[Information supplied Boundary: Start]

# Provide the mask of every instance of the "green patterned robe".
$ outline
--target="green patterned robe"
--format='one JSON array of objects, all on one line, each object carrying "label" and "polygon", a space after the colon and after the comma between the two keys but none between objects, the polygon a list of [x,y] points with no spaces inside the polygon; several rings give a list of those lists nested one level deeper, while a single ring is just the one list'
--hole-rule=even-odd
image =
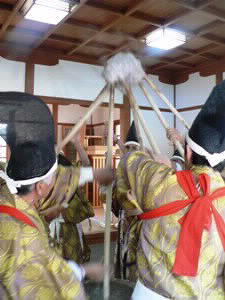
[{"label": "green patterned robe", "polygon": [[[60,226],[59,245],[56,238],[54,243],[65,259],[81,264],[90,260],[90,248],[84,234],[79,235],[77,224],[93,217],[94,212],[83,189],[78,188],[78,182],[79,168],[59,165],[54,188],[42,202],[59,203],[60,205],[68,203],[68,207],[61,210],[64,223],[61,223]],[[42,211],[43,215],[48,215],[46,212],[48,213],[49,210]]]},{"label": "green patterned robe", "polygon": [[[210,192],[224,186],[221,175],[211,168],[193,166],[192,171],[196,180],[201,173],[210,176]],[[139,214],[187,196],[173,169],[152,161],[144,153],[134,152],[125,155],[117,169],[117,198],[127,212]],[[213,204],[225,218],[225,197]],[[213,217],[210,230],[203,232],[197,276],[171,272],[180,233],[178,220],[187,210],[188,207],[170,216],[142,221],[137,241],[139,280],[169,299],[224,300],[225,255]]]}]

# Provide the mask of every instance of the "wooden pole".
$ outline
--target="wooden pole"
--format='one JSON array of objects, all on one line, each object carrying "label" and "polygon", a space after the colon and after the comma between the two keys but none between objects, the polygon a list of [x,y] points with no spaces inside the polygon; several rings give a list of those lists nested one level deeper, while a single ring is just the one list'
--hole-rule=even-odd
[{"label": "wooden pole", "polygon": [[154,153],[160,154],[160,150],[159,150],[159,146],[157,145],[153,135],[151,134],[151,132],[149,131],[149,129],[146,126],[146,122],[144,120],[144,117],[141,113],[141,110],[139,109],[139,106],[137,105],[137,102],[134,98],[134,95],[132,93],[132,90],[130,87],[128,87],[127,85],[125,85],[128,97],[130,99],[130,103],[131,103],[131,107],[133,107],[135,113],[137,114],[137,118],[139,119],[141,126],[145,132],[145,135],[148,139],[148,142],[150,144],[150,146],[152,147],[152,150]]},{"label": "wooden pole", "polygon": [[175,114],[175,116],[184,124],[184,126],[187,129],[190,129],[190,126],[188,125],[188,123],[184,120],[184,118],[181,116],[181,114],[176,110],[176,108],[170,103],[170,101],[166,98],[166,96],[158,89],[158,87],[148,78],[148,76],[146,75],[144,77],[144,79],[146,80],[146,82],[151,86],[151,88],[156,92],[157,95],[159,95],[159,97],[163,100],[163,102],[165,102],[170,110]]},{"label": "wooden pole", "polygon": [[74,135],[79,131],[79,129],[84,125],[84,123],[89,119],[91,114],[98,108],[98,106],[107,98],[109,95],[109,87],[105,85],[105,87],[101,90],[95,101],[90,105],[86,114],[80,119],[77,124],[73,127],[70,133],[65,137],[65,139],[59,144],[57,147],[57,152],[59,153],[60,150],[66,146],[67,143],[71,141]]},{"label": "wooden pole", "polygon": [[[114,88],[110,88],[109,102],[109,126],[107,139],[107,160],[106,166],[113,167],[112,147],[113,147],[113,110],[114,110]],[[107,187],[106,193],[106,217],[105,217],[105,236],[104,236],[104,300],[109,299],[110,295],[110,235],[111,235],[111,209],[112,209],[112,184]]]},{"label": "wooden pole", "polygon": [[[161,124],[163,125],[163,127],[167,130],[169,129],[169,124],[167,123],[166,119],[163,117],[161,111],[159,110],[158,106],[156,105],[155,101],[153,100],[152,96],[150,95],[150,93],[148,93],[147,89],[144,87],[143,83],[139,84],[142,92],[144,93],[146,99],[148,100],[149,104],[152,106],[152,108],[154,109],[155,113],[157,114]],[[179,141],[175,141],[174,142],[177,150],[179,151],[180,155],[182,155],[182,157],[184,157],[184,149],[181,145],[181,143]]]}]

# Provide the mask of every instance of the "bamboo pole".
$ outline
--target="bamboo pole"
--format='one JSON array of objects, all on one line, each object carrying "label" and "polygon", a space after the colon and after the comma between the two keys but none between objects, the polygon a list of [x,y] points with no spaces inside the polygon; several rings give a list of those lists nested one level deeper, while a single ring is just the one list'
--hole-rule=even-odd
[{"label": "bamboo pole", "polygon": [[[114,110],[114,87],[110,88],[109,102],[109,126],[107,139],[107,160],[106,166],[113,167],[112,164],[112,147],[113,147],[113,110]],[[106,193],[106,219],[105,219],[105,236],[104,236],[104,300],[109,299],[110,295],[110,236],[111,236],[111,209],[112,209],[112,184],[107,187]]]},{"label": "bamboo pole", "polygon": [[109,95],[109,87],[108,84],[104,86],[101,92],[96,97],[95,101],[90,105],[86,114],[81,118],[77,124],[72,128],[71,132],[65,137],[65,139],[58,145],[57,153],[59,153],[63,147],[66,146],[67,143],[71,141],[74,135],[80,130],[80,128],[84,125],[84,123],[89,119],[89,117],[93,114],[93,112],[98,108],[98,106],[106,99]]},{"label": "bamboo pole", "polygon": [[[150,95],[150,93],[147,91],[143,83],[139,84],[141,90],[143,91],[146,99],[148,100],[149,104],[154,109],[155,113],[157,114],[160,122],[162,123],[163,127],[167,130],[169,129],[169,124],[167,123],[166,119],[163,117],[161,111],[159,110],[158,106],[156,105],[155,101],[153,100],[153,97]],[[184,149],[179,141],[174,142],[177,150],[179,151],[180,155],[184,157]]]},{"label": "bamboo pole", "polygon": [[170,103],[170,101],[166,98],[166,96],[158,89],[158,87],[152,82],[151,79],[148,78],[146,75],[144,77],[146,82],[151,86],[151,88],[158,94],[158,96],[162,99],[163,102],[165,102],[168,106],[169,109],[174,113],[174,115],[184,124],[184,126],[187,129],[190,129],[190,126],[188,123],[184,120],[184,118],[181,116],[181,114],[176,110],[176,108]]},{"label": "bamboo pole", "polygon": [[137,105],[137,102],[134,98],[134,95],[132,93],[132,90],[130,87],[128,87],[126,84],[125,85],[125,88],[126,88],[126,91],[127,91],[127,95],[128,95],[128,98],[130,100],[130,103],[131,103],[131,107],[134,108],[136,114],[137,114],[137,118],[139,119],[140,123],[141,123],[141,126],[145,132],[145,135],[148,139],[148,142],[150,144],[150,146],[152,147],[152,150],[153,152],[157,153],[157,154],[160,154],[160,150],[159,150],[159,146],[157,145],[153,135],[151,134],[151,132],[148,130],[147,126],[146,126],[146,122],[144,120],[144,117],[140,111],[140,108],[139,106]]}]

[Information supplied Boundary: End]
[Information supplied Boundary: Start]

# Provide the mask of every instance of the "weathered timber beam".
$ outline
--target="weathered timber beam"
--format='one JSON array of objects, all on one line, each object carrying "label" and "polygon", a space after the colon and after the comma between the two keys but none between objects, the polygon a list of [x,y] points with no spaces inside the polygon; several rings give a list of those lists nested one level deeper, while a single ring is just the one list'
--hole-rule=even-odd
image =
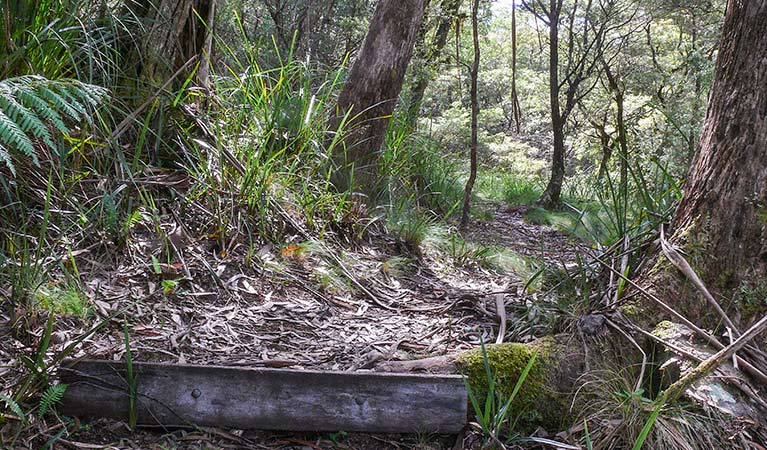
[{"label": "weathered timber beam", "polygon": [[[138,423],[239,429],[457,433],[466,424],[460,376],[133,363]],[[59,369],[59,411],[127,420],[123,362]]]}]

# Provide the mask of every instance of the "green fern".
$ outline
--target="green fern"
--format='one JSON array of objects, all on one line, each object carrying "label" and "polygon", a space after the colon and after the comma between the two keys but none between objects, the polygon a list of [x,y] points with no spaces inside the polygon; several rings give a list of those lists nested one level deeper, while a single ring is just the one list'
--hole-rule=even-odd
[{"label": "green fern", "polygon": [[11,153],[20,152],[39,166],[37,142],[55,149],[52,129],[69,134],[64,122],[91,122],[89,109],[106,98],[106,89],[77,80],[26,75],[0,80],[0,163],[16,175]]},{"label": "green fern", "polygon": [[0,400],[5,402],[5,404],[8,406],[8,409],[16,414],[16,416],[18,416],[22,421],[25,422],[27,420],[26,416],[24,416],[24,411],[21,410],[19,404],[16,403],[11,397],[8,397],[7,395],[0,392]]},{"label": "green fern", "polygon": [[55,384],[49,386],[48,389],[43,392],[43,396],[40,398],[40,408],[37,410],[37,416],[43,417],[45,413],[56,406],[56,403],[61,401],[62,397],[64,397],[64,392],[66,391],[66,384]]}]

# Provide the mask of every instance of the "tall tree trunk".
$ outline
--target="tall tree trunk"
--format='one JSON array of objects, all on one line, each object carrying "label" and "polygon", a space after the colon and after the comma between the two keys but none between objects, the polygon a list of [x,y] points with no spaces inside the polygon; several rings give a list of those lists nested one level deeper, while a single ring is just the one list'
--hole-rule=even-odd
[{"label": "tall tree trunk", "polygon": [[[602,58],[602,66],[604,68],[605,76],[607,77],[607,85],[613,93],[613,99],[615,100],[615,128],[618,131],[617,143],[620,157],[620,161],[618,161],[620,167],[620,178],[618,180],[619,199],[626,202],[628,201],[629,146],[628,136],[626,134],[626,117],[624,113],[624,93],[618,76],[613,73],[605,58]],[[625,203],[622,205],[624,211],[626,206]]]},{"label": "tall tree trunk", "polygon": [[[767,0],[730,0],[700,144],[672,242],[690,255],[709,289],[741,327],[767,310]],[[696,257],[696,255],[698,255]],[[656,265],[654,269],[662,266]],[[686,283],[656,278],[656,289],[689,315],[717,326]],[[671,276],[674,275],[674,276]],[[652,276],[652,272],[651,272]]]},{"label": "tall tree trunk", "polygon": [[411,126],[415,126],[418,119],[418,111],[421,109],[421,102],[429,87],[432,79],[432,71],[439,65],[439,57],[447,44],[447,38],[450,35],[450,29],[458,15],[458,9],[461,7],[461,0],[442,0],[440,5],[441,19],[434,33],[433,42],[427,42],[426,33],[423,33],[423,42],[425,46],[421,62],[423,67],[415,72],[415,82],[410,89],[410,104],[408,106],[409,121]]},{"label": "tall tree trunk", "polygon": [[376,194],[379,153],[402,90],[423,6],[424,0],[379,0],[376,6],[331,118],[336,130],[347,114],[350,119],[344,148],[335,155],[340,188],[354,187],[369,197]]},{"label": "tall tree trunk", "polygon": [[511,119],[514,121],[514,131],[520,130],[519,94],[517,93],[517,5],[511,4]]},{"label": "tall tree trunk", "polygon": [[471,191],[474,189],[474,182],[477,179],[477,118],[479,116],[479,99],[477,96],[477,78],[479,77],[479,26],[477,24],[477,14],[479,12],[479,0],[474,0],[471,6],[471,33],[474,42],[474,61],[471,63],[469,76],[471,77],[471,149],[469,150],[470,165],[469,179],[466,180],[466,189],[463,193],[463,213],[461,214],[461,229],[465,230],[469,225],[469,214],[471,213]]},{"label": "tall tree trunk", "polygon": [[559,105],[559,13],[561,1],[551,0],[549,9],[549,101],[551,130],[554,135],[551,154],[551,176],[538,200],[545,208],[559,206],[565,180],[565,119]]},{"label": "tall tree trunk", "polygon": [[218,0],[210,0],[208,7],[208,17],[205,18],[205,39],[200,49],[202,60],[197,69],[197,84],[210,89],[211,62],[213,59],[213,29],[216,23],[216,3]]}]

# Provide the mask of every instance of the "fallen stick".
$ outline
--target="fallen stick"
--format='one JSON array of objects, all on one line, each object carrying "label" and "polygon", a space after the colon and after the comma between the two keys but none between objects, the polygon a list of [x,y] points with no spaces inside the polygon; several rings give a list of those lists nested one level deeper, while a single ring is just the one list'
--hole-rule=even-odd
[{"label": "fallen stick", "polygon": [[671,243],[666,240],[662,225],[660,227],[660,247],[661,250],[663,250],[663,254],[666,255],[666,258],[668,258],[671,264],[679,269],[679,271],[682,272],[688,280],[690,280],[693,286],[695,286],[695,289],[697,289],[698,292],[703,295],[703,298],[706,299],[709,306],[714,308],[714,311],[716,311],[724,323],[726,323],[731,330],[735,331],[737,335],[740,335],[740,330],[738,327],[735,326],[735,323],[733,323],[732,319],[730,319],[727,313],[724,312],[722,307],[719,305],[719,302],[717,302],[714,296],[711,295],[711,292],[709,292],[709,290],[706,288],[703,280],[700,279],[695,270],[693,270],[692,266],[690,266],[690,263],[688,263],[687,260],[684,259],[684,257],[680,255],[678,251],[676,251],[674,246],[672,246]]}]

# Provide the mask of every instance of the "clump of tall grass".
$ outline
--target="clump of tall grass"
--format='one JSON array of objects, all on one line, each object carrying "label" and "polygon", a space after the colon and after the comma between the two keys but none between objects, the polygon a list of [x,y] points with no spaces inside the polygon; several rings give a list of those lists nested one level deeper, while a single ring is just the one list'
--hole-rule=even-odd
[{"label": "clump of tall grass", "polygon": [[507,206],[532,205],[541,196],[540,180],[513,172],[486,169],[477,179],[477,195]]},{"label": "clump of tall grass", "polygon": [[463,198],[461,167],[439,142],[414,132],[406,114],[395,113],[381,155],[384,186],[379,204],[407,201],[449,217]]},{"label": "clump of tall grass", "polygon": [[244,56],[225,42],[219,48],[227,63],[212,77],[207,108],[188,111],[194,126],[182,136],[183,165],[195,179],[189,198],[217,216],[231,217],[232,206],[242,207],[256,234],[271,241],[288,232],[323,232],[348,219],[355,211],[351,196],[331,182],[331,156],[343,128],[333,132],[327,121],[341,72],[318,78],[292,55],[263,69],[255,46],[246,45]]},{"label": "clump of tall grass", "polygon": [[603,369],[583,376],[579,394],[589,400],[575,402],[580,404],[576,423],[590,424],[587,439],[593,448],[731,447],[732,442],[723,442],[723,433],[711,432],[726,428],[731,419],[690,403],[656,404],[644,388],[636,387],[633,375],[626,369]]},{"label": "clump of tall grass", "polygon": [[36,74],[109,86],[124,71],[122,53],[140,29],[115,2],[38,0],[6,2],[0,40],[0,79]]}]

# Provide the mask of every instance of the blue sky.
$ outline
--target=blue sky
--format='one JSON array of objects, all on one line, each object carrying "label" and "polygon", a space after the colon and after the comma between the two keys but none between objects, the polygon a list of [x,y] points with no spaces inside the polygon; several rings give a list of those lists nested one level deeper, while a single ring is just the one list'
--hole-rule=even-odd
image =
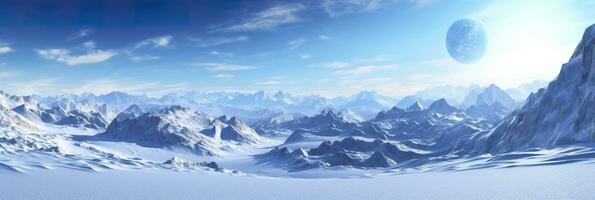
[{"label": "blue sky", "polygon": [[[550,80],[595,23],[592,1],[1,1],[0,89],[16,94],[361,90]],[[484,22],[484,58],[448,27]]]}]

[Information supplied Boundary: End]

**Your instructions**: Using the material above, copy every line in which the string "target" occurs.

**Problem solution**:
--target="green patterned robe"
--target="wooden pole"
--target="bamboo pole"
--target="weathered timber beam"
--target="green fern"
--target="tall tree trunk"
--target="fallen stick"
--target="clump of tall grass"
--target=blue sky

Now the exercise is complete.